Exercise details ▸ Would you copy out each line of the records below that includes the word "white"?

Available data ▸
►

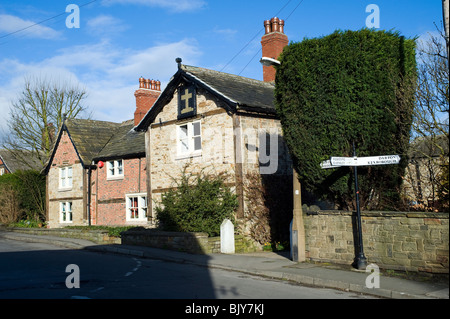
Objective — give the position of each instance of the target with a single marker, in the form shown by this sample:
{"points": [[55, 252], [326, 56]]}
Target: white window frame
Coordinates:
{"points": [[115, 169], [136, 207], [66, 177], [65, 212], [187, 140]]}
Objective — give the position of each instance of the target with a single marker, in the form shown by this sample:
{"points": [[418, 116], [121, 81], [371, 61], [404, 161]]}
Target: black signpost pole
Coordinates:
{"points": [[361, 261]]}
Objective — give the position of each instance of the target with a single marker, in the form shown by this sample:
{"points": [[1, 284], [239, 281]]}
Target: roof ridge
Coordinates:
{"points": [[186, 68]]}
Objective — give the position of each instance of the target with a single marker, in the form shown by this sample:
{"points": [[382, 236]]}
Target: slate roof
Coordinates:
{"points": [[238, 92], [125, 143], [100, 140], [89, 136], [245, 92]]}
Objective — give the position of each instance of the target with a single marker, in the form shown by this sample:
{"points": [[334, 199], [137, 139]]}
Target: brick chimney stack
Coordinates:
{"points": [[146, 96], [272, 42]]}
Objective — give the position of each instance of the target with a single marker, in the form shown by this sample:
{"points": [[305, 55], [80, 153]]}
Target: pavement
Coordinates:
{"points": [[271, 265]]}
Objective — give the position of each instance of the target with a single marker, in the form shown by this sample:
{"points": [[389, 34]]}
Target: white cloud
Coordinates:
{"points": [[171, 5], [9, 24], [108, 73], [105, 25]]}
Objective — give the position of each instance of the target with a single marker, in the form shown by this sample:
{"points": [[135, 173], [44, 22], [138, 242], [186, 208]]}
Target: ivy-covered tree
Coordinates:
{"points": [[349, 86]]}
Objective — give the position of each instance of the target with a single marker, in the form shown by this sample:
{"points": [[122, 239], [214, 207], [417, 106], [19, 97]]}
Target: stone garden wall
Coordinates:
{"points": [[393, 240]]}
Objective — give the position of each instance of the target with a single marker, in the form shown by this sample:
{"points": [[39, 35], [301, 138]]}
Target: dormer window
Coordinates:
{"points": [[114, 169]]}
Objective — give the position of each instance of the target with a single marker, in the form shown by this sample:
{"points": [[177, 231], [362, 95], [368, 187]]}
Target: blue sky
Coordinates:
{"points": [[120, 40]]}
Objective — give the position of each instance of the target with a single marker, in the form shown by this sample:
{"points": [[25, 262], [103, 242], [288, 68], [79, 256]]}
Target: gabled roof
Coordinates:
{"points": [[89, 136], [96, 140], [239, 93], [125, 143]]}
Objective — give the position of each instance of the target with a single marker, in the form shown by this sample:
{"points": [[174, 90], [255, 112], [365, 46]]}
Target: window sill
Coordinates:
{"points": [[188, 155], [114, 178]]}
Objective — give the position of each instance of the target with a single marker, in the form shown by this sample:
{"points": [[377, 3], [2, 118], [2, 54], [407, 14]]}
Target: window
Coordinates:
{"points": [[65, 212], [115, 169], [65, 177], [189, 139], [136, 207]]}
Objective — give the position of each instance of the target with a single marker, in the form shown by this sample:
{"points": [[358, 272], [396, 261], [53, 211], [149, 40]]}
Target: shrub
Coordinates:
{"points": [[24, 192], [198, 203], [350, 86]]}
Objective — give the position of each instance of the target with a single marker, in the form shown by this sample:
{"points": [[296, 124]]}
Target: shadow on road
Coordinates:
{"points": [[38, 271]]}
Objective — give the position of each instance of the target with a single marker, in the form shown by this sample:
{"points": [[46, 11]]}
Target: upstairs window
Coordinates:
{"points": [[136, 207], [65, 177], [115, 169], [189, 139], [65, 212]]}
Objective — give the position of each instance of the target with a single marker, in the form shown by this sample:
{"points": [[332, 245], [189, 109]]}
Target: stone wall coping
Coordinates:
{"points": [[160, 233], [381, 214]]}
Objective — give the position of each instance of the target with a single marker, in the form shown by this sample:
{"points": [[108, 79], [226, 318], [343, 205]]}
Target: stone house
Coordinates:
{"points": [[215, 122], [96, 173]]}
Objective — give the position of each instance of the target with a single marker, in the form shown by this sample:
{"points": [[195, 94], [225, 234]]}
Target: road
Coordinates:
{"points": [[36, 270]]}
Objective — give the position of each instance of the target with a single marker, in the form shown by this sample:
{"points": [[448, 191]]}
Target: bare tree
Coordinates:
{"points": [[431, 121], [36, 115]]}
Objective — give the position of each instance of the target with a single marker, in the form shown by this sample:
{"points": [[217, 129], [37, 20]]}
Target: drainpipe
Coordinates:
{"points": [[89, 195], [89, 168]]}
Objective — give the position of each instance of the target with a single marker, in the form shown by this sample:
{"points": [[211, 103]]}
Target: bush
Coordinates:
{"points": [[199, 203], [350, 86], [22, 196]]}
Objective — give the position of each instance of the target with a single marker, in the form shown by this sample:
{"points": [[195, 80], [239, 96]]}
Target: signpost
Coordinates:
{"points": [[336, 162]]}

◄

Exercise response ▸
Target: white window frame
Target: white cloud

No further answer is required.